_Рабочее задание 1_. Кем, согласно фрагменту об Иве Сен-Лоране, он видел Лулу?
_Рабочее задание 2_. Продолжите фрагмент об Иве Сен-Лоране после его последнего предложения.

_Фрагмент документа_.

Но в большей степени именно Бетти Катру и Лулу понимали андрогинный идеал Ива Сен-Лорана. Он воспринимал своих друзей как продолжение самого себя. Он находил в Лулу денди, а в Бетти — сорванца, кем она хотела бы быть. Как в Оране он устраивал спектакли со своими сестрами, так и эти женщины играли для него роль, в которой он их обожествлял. Растянувшись на одном из двух белых диванов у него дома, Бетти позировала с мундштуком и бакелитовыми браслетами с инициалами
Как раз в это время линия Сен-Лорана стала свободнее. Силуэт, всегда очень длинный, смягчился при соприкосновении с лебедиными воротниками и благодаря платьям-футлярам из атласного крепа, достойным Марлен Дитрих, пьющей чай из хрустальной чашки среди букетов бледно-желтых роз. Плавные линии скользили по телу, у него почти нет веса, все завязывалось и развязывалось, длинные жемчужные ожерелья едва задевали блузки из крепдешина. Его платья — это близкие друзья, они следовали за ним, соглашались на все, обновляли любовь, всегда с восторженным настроем. Так он продолжал свою личную корреспонденцию с прошлым. Сам он не новый и не старый, присутствовал в тот момент, когда давал себе волю, без макияжа, без шума, с «очень парижской» простотой. Его белый цвет никогда не был хрупким, слащавым, цвета яичной скорлупы. Но это был такой белый цвет, что становилось интересно, как другие все еще могут морщить воланы, вышивать корсажи, изматывать себя в поисках находок. «Моды проходят, стиль остается. Моя мечта — дать женщинам основы классического гардероба, который, избегая сиюминутной моды, подарит им бо€льшую уверенность в самих себе. Я надеюсь сделать их счастливее»[598]
.В поисках невозможной любви Великий Гэтсби устраивал блестящие и щедрые приемы, чтобы понять, что никогда не сможет распахнуть двери в мир, которому он подражал. Ив Сен-Лоран, Гэтсби от моды, стал миллиардером и фактически последним свидетелем мира, чуждого его истокам — Полиньяки, Ларошфуко и графская семья Ноай, забыв, что Мари-Лор Ноай часто ходила по Парижу с одной корзиной и была, по словам продавщицы Сен-Лорана, «неодеваемой».

_Извлечённый материал_.

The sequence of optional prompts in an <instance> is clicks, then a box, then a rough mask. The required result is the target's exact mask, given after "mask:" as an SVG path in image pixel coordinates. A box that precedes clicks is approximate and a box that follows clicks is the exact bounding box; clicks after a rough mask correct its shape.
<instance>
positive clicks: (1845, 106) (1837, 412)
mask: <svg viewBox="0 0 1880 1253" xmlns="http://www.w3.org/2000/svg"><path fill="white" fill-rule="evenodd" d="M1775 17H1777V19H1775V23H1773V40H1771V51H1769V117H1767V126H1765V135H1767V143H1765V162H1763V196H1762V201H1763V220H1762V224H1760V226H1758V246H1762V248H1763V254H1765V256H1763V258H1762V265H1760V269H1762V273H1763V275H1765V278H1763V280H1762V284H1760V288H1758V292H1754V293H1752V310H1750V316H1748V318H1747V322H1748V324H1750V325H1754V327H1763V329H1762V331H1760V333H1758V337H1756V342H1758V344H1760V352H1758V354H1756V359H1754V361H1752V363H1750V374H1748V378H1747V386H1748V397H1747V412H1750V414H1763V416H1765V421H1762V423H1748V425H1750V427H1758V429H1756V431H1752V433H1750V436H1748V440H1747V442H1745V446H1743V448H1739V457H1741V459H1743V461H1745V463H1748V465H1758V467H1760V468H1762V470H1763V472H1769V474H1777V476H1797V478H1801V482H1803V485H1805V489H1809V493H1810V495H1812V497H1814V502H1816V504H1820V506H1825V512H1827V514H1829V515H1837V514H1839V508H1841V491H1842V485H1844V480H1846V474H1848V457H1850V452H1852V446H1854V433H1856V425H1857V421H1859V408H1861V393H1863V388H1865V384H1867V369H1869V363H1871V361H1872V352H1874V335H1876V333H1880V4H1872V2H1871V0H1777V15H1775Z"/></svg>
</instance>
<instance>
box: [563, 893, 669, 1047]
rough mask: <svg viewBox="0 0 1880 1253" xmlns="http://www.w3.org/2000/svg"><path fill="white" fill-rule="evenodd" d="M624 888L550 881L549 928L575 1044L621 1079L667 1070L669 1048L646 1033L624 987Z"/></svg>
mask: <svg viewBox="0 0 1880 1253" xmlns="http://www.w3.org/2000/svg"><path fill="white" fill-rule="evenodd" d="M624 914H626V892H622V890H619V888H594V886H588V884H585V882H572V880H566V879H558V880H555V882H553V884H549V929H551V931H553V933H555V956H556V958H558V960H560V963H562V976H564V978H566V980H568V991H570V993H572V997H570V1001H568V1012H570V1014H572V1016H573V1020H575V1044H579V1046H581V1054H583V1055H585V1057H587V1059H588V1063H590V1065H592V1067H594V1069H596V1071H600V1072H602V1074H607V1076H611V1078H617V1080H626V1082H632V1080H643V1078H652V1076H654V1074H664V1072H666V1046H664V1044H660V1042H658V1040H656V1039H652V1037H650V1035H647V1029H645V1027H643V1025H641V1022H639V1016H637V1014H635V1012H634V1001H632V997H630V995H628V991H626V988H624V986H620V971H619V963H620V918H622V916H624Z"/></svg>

_Письменный ответ 1_. Денди.

_Письменный ответ 2_.
Ив строил свой замок, присвоив себе по факту то, что Сен-Жерменское предместье потеряло в начале 1970-х, уступив власть деловой буржуазии, чьим блестящим символом он стал. Он — предмет желаний, полемики, восторгов. Подобно городским достопримечательностям, которые любители Парижа торопились сохранить, Сен-Лоран уже вошел в историю. Первые исчезновения, первые пропущенные встречи, ужины, откуда он сбегал по-английски после второго блюда. Он был похож на женщин из знатных семей, о ком говорили: «Она стала эксцентричной, чтобы избегать своего мужа. Она надевает шляпу задом наперед, ничего не слышит, когда с нею разговаривают…»
Только тот, кто страдал в жизни, старается обмануть свою боль. Так он думает исцелиться, в то время как другие считают это невозможным. При любом раздражении он исчезал с грацией белого рыцаря. Эти моменты даже по-своему заставляли его поверить в счастье, даже если всех остальных делали невыносимыми. Для Пьера Берже он был теперь «последним живым королем». У Ива Сен-Лорана произошло с Высокой модой то же, что когда-то с аристократией: она рухнула у него на глазах.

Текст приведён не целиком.